▸ **Your objective**
Rewrite all of the items that follow as a JSON list of strings, one string per line, leaving out any blank lines.

(Records taken from a dataset)
--*--

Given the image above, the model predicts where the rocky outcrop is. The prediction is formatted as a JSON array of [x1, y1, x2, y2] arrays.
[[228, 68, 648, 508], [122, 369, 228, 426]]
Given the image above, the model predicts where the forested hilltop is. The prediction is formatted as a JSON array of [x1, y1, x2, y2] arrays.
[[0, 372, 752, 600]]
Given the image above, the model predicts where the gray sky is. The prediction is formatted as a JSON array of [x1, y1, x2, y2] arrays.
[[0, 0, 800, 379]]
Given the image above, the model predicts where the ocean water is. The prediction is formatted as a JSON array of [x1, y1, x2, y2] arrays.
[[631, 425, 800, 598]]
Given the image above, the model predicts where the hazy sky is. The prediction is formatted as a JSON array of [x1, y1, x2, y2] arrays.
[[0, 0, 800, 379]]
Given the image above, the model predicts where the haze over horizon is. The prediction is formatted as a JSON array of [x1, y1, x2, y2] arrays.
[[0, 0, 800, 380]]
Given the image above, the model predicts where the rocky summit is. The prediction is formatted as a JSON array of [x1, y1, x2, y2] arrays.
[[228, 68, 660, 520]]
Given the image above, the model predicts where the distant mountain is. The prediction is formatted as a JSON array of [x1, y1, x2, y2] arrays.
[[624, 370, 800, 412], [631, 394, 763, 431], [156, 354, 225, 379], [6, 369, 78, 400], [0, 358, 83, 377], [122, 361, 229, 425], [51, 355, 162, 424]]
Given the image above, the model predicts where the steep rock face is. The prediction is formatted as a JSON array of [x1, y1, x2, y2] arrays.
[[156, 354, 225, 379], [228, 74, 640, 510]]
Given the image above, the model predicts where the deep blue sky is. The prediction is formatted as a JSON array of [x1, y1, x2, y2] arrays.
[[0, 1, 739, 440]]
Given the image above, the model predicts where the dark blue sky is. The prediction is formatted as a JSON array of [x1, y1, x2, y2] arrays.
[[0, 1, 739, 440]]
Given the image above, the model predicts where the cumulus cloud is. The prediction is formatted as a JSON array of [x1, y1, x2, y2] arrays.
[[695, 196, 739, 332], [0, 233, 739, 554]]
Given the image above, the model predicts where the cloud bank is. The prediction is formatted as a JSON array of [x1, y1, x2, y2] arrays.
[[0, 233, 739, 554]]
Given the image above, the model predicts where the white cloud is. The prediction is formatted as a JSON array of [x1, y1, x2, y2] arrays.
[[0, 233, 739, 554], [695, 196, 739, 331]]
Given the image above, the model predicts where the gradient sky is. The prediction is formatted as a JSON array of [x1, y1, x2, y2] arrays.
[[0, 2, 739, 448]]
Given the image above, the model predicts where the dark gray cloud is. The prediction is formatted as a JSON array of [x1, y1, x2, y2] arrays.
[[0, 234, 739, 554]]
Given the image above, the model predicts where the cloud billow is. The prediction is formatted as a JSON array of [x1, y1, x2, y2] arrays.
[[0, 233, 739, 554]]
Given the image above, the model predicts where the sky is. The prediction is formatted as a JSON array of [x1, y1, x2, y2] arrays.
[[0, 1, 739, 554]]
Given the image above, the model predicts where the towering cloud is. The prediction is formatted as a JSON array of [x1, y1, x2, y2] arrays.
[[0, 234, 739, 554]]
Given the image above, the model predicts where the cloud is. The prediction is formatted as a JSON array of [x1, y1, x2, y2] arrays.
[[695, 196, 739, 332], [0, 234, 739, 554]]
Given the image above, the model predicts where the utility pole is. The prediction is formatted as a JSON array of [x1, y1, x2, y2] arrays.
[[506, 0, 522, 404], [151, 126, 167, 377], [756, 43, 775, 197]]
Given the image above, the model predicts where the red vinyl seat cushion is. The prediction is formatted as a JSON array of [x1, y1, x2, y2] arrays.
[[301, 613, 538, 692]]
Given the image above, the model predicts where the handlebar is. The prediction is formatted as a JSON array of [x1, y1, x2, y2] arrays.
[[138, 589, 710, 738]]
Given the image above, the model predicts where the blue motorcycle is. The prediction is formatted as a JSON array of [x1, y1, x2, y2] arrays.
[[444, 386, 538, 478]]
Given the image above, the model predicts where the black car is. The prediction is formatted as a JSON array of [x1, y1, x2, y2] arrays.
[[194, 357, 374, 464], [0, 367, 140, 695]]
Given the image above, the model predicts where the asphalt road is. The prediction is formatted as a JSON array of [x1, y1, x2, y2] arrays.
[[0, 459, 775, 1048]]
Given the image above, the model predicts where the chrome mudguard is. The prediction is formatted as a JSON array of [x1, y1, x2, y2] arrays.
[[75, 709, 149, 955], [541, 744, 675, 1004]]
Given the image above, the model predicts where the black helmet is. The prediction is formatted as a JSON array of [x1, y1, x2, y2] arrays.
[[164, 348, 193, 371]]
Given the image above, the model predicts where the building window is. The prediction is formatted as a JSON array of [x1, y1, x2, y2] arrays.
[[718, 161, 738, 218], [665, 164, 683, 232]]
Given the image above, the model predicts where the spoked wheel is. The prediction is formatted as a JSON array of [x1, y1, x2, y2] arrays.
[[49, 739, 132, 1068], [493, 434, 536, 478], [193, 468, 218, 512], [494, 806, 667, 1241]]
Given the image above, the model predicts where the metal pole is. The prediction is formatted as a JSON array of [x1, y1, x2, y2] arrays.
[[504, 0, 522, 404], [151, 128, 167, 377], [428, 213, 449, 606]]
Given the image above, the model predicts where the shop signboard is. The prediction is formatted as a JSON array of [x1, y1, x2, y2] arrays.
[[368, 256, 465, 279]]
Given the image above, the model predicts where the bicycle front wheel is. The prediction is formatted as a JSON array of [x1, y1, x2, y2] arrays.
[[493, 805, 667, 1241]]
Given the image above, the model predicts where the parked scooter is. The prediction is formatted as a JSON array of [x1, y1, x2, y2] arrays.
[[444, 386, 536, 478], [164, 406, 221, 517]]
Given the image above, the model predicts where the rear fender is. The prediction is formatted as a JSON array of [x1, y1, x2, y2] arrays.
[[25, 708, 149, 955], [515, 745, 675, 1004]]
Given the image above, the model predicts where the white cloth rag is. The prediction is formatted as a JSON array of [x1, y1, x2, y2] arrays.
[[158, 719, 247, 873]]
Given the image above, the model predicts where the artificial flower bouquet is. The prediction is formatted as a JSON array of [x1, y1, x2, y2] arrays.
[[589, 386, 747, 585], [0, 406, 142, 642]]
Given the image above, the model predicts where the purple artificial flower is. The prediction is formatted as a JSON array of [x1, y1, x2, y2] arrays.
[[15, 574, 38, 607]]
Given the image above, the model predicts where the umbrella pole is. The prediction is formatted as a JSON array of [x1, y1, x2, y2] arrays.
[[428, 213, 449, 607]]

--*--

▸ **Completed exercise**
[
  "Given the image above, the model predicts where the rocky outcrop is. The prediction is formatted as a JSON array of [x1, y1, x2, y2] arrays.",
  "[[228, 68, 648, 508], [122, 369, 228, 426]]",
  "Given the image above, the model predicts where the forested hilltop is. The prediction is formatted as a JSON array of [x1, y1, x2, y2] arrays.",
  "[[0, 372, 752, 600]]",
  "Given the image above, the model predicts where the gray sky is. The prediction is formatted as a JSON array of [x1, y1, x2, y2] arrays.",
  "[[0, 0, 800, 379]]",
  "Given the image above, the model predicts where the ocean water is. The prediction is formatted as a JSON array of [x1, y1, x2, y2] arrays.",
  "[[631, 425, 800, 598]]",
  "Given the image above, the model predicts where the hazy sky is. The prediction is formatted as a JSON array of [x1, y1, x2, y2] arrays.",
  "[[0, 0, 800, 379]]",
  "Given the image above, the model predicts where the haze over horizon is. The prediction is formatted as a JSON array of [x1, y1, x2, y2] arrays.",
  "[[0, 0, 800, 380]]",
  "Given the image above, the model predicts where the rocky summit is. The prediction is formatted as a JSON array of [x1, y1, x2, y2] arrays.",
  "[[228, 68, 660, 520]]",
  "Given the image above, the model predicts where the distant mountain is. The prediction is formatted as a JSON array of [x1, y1, x2, y2] arrays.",
  "[[624, 370, 800, 412], [631, 394, 763, 431], [156, 354, 225, 379], [6, 369, 78, 400], [0, 358, 83, 377], [122, 361, 229, 425], [51, 355, 162, 424]]",
  "Given the image above, the model predicts where the steep rock face is. The prediction is formatted as a JSON array of [x1, y1, x2, y2] arrays.",
  "[[156, 354, 225, 379], [228, 74, 640, 510]]",
  "Given the image above, the model predicts where the deep blue sky is. The prediction is formatted as a JSON array of [x1, y1, x2, y2] arrays.",
  "[[0, 1, 739, 440]]",
  "Given the image above, the model predicts where the dark blue sky is. The prediction is formatted as a JSON array of [x1, y1, x2, y2] arrays.",
  "[[0, 1, 739, 440]]",
  "Given the image above, the model predicts where the cumulus cloud is. The prediction is formatted as a JSON array of [x1, y1, x2, y2] arrays.",
  "[[695, 196, 739, 332], [0, 233, 739, 554]]",
  "Given the image above, the model predicts where the cloud bank is. The prediction is formatted as a JSON array of [x1, y1, x2, y2] arrays.",
  "[[0, 233, 739, 554]]",
  "Given the image above, the model predicts where the white cloud is. The prediction is formatted as a JSON array of [x1, y1, x2, y2] arrays.",
  "[[0, 233, 739, 554], [695, 196, 739, 331]]",
  "Given the image above, the model predicts where the gradient sky is. The prediction is formatted as a JSON array of [x1, y1, x2, y2] arrays.",
  "[[0, 2, 739, 448]]",
  "Given the image above, the model predicts where the dark gray cloud is. The prediction is formatted as a JSON array of [x1, y1, x2, y2] arrays.",
  "[[0, 234, 739, 554]]",
  "Given the image above, the model predicts where the cloud billow is. The prediction is formatted as a JSON array of [x1, y1, x2, y2] arrays.",
  "[[0, 233, 739, 554]]",
  "Given the image above, the model predicts where the sky is. The prediction is formatted as a JSON array of [x1, y1, x2, y2] arrays.",
  "[[0, 1, 739, 554]]",
  "Given the image above, the model predicts where the towering cloud is. The prediction is formatted as a JSON array of [x1, y1, x2, y2] arrays.",
  "[[0, 234, 739, 554]]",
  "Given the image above, the model predicts where the cloud is. The prediction is formatted as a JSON array of [x1, y1, x2, y2] arrays.",
  "[[695, 196, 739, 332], [0, 234, 739, 554]]",
  "Given the image above, the model predicts where the utility pole is. The prediction is formatted as a JSON array of [x1, y1, x2, y2] arrays.",
  "[[506, 0, 522, 404], [151, 126, 167, 377], [756, 43, 775, 197]]",
  "Given the image above, the model predicts where the red vinyl seat cushion is. The prediction is formatted as a JSON array of [x1, y1, x2, y2] arrays.",
  "[[301, 613, 538, 692]]",
  "Given the image above, the model predicts where the handlebar is. The prediction is formatted as a JSON array of [x1, y1, x2, y2] arrays.",
  "[[138, 589, 710, 738]]",
  "Given the image above, the model predicts where the blue motorcycle is. The prediction is formatted as a JSON array of [x1, y1, x2, y2] arrays.",
  "[[444, 386, 538, 478]]",
  "Given the image above, the model predicts where the black car is. The prediction is formatted as a JSON array of [x1, y1, x2, y2] arrays.",
  "[[194, 357, 374, 464], [0, 367, 140, 695]]",
  "Given the image above, the model predicts where the asphalt road is. The prediction is formatted as a JSON array of [x1, y1, x2, y2] arrays.",
  "[[0, 459, 775, 1048]]",
  "Given the image above, the model predicts where the chrome mudguard is. The prediction is formatted as a JSON array of [x1, y1, x2, y2] arrays.",
  "[[75, 709, 149, 955], [541, 744, 675, 1004]]",
  "Given the image above, the model predicts where the black helmet is. The prediction is formatted as a JSON array of [x1, y1, x2, y2] arrays.",
  "[[164, 348, 193, 371]]",
  "Given the image above, the model predicts where the building window is. The prediction is formatted as a JSON array of [x1, y1, x2, y2] arrays.",
  "[[718, 161, 738, 218], [665, 164, 683, 232]]",
  "Given the image above, the model predicts where the spoked wheel is. The prediction is formatted as a JSON array of [x1, y1, x2, y2] arrays.",
  "[[49, 739, 132, 1068], [493, 434, 536, 478], [193, 468, 218, 512], [494, 806, 667, 1241]]",
  "Given the image above, the model predicts where the metal pole is. The prediction is formatted as a JSON array of [x1, y1, x2, y2] arrays.",
  "[[504, 0, 522, 404], [151, 128, 167, 377], [428, 213, 449, 606]]",
  "Given the image above, the model predicts where the shop signboard is. The prediction is formatted as a JSON array of [x1, y1, x2, y2] arrays.",
  "[[368, 256, 465, 279]]",
  "Given the image above, the model predicts where the bicycle front wheel is. The prediction is formatted as a JSON array of [x1, y1, x2, y2] arrays.",
  "[[493, 805, 667, 1241]]",
  "Given the image above, the model predicts where the parked scooter is. The prediction is formatted as a JSON array of [x1, y1, x2, y2] arrays.",
  "[[444, 386, 536, 478], [164, 406, 221, 517]]",
  "Given the image above, the model predicts where the rear fender is. The prediction is formatted as a JSON array of [x1, y1, x2, y2] arrays.",
  "[[25, 708, 149, 955], [515, 745, 675, 1004]]",
  "Given the image above, the model predicts where the white cloth rag is. The prediction is formatted as a JSON array of [x1, y1, x2, y2] arrays.",
  "[[158, 719, 247, 873]]",
  "Given the image above, the model predicts where the artificial flower bouquet is. The prediction is formatted as a JSON array of [x1, y1, x2, y2] arrays.",
  "[[589, 386, 747, 585], [0, 406, 142, 642]]",
  "Given the image above, the model predicts where the purple artificial flower is. The prediction is formatted as a JSON array of [x1, y1, x2, y2] arrays.",
  "[[15, 574, 38, 607]]",
  "Given the image above, the model predicts where the umbrella pole is. The prediction is formatted as a JSON array of [x1, y1, x2, y2] arrays.",
  "[[428, 213, 449, 607]]"
]